State how many lines in the rows below contain the string "Sample". Give only the number.

(Extracts from a box-labeled dataset)
* Start *

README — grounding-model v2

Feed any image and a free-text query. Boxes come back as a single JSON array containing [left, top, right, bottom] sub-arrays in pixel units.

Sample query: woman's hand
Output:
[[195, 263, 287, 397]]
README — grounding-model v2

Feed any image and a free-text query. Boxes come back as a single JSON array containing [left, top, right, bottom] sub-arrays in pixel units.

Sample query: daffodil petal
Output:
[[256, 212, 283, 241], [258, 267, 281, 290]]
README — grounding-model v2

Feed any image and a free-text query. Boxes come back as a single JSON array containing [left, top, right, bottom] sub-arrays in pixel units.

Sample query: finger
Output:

* End *

* _The completed task_
3